(Dataset entries)
···
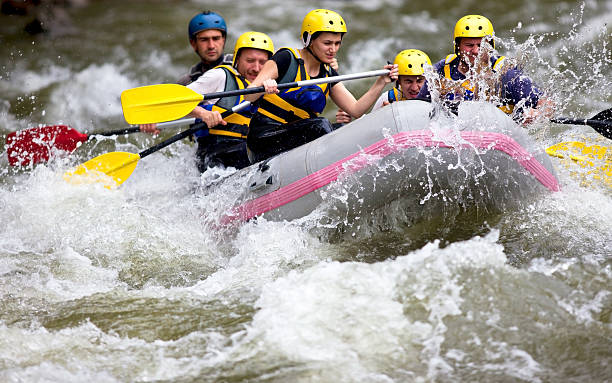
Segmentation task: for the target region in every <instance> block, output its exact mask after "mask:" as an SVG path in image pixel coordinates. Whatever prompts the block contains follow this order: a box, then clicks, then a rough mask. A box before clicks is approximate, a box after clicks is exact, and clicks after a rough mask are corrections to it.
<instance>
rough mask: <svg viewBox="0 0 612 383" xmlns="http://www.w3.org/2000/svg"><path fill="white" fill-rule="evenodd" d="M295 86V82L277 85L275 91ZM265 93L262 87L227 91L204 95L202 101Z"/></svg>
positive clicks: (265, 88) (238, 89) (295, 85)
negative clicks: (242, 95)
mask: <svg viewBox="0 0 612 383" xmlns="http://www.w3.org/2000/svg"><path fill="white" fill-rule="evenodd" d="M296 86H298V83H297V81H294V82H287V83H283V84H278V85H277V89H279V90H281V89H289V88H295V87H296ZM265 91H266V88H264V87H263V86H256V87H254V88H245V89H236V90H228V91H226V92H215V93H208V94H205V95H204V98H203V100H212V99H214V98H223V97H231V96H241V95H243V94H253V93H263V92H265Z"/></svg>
···
**Task details:**
Rewrite the material from its start through the line containing "positive clicks: (265, 88)", swapping "rough mask" for "initial mask" and keeping everything else unchanged. Omit the pictures.

**Completed task:**
Segmentation task: for the target region in every <instance> block, output its exact mask after "mask:" as an SVG path in image pixel coordinates. Whatever prompts the block contains follow this order: a box, then clicks, then a initial mask. A box before clicks is approximate, a box after clicks is exact, and clicks after a initial mask are corrections to it.
<instance>
initial mask: <svg viewBox="0 0 612 383" xmlns="http://www.w3.org/2000/svg"><path fill="white" fill-rule="evenodd" d="M295 86V82L277 85L275 91ZM265 93L262 87L227 91L204 95L202 101Z"/></svg>
positive clicks: (265, 88) (238, 89) (295, 85)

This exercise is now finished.